*Questions to answer:*
1. Reproduce the stretch of the Oregon prison budget passage from "What kind of" through "a child’s education.", switching "classrooms" to "school rooms".
2. Pick up the Oregon prison budget passage after its final sentence and continue it in the same voice.

*Reading passage:*
━━━━━━

Hello all Oregon prisoners. Put down your tiny hammers and give up on your dream of tunneling your way toward freedom. If you stay in prison, eat your three meals a day and enjoy your free health care, you’ll see a third of your sentence disappear.

Since the Oregon Legislature passed HB 3508 in July, prisoners eligible for a 20 percent reduction in their sentences for good behavior could see that jump to 30 percent. The new law will save taxpayers up to $6 million by sending home 4,169 eligible inmates. Inmates must be incarcerated due to nonviolent crimes and already be eligible for a 20 percent reduction. If all goes as planned, the bill will reduce the Oregon Department of Correction’s (DOC) $1.4 billion dollar budget.

That’s correct. The annual Oregon prison system budget is $1.4 billion dollars—about $77 per prisoner per day. To put that in perspective, Portland Public Schools, another overcrowded state institution, has a general budget of less than $500 million.

What kind of message are we sending here? Public schools are being shut down all across the state, classrooms are bulging with 30 students per class and yet the Oregon Legislature in 2005 approved a new $190 million prison in Madras, because the state is more worried about an inmate’s comfort than a child’s education.

━━━━━━

*Data under study:*
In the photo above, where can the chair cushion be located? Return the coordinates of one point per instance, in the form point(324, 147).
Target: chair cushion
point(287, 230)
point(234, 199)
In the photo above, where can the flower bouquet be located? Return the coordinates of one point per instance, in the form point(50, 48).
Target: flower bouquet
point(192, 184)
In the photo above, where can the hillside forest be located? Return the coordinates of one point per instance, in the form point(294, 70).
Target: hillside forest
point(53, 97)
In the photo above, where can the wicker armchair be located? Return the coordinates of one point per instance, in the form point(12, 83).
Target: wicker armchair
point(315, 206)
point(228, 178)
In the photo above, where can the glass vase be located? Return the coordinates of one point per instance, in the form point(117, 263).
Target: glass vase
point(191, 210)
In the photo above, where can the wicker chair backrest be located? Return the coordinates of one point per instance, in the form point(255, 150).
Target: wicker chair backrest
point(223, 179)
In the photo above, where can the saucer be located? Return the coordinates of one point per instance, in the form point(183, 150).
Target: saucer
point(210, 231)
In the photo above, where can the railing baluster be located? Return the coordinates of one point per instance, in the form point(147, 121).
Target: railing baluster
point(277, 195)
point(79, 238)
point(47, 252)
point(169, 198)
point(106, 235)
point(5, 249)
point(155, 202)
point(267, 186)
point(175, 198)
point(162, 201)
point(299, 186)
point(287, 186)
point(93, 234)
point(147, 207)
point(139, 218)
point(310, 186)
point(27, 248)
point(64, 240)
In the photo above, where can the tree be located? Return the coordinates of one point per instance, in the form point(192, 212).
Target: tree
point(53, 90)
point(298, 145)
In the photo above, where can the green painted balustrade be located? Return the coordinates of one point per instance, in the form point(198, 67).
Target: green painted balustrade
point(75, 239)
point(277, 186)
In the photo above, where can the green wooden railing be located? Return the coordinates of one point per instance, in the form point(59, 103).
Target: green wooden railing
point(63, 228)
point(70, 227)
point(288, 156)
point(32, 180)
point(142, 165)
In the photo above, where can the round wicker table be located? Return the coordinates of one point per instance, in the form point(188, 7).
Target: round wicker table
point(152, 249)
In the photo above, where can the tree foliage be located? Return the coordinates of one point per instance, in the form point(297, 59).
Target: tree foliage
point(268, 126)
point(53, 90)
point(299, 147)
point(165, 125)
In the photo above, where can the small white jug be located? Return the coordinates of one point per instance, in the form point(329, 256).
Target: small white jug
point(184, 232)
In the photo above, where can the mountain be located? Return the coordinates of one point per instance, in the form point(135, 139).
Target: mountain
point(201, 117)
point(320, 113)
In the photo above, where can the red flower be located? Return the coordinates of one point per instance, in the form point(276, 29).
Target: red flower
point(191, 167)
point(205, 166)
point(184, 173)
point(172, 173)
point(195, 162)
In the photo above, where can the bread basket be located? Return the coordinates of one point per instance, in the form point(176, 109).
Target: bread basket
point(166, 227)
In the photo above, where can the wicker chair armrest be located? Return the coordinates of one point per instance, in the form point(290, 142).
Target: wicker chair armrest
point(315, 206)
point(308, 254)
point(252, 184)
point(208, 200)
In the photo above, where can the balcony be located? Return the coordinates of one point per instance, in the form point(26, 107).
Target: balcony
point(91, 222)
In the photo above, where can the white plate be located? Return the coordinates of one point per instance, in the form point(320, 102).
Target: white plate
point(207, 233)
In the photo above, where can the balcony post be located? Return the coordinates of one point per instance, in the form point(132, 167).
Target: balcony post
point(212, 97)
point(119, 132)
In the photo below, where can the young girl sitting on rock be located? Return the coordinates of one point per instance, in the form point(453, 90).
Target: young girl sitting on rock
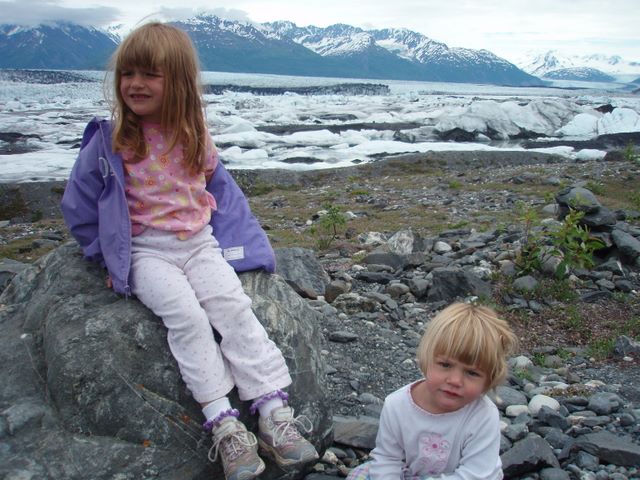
point(444, 426)
point(140, 200)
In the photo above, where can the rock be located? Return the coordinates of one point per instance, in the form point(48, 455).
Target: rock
point(578, 198)
point(300, 268)
point(8, 269)
point(92, 378)
point(626, 346)
point(604, 403)
point(528, 455)
point(451, 283)
point(628, 245)
point(539, 401)
point(610, 448)
point(356, 432)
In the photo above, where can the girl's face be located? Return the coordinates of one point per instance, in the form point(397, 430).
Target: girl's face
point(143, 92)
point(449, 385)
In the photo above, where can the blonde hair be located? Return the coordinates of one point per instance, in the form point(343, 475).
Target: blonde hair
point(157, 46)
point(470, 334)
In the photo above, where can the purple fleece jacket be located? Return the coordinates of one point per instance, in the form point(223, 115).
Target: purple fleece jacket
point(95, 209)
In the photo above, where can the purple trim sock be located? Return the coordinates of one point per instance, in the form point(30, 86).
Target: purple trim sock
point(276, 394)
point(214, 422)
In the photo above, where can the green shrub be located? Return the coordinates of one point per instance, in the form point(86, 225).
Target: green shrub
point(329, 224)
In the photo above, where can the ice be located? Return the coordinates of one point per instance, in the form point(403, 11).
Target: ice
point(407, 120)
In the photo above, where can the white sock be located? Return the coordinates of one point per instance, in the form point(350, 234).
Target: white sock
point(215, 408)
point(267, 407)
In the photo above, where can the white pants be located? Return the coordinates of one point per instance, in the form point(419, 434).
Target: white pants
point(191, 287)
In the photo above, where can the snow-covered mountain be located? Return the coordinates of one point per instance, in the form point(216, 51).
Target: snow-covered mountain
point(421, 55)
point(541, 64)
point(279, 47)
point(59, 45)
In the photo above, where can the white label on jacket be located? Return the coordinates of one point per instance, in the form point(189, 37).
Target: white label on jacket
point(233, 253)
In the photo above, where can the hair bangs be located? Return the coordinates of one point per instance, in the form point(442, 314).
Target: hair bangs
point(470, 334)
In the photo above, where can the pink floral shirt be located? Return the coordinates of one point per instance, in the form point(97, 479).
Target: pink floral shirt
point(161, 193)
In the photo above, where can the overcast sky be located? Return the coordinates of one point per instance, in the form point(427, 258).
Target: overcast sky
point(508, 28)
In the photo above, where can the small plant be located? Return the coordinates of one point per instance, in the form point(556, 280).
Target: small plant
point(559, 289)
point(328, 225)
point(595, 187)
point(574, 243)
point(523, 374)
point(528, 259)
point(538, 359)
point(630, 153)
point(574, 319)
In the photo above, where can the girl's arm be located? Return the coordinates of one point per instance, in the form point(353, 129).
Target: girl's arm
point(80, 200)
point(212, 160)
point(480, 458)
point(388, 455)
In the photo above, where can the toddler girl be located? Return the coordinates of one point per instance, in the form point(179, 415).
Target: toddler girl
point(443, 426)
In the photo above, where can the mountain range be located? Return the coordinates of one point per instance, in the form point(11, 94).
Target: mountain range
point(555, 64)
point(284, 48)
point(277, 48)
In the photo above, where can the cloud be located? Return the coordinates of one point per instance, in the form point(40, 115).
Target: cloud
point(35, 12)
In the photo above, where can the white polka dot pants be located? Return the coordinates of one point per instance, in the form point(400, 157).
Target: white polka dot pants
point(191, 287)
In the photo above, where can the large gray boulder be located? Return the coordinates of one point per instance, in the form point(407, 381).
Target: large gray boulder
point(89, 389)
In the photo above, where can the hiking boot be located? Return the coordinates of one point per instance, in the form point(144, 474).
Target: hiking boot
point(278, 437)
point(238, 450)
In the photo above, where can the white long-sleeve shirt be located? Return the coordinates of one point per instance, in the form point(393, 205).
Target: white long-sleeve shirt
point(460, 445)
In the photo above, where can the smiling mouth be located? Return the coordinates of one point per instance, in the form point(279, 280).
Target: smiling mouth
point(449, 393)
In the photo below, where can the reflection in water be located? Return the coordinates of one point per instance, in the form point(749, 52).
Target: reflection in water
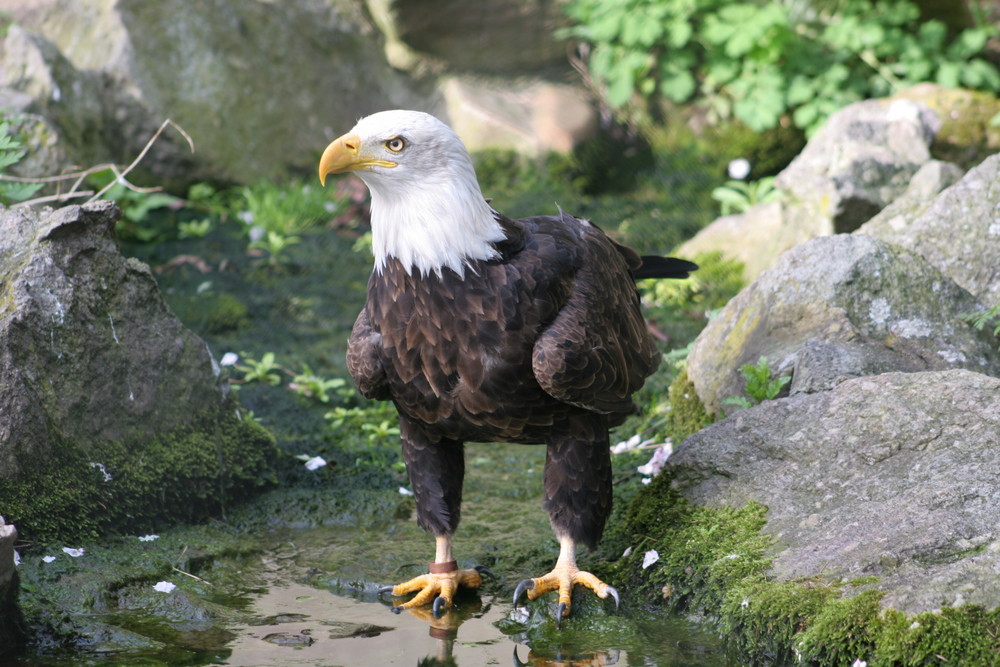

━━━━━━

*Answers to the exercise:*
1.
What kind of message are we sending here? Public schools are being shut down all across the state, school rooms are bulging with 30 students per class and yet the Oregon Legislature in 2005 approved a new $190 million prison in Madras, because the state is more worried about an inmate’s comfort than a child’s education.

2.
Oregon Legislature’s answer to cutting prison costs is the same it has used for public schools: furloughs. Teachers and students get less time in the classroom and now, criminals can too. According to the DOC’s Web site, 68 percent of inmates are receiving work or training of some kind. In the present economic recession, prisoners are getting a more valuable education than our kids.

Sending property crime offenders home early to save taxpayers money is simply redirecting those funds right back to those criminal’s pockets. Oregon boasts that it has a low 30 percent recidivism rate, or one-third of every released prisoner is caught again within three years. That means that out of these approximate 4,200 prisoners, 1,400 of them will rob you or do worse.

You, the taxpayer, would be paying for the $77 daily cost of housing, clothing, feeding and educating convicted criminals. Let’s not forget the added cost of home security, property damage and therapy. The state, and its taxpayers, will then provide care for their families while the principal earner is living comfortably with every need provided for.

Oregon is coddling its prisoners. The Eastern Oregon Correctional Institution (EOCI) in Pendleton offers housing, food service and health care to its guests. Local church and civic groups donate thousands of dollars annually so that residents of the prison can receive their GED certificate from nearby Blue Mountain Community College. Textbooks, tuition and supplies are all provided to new students free of charge.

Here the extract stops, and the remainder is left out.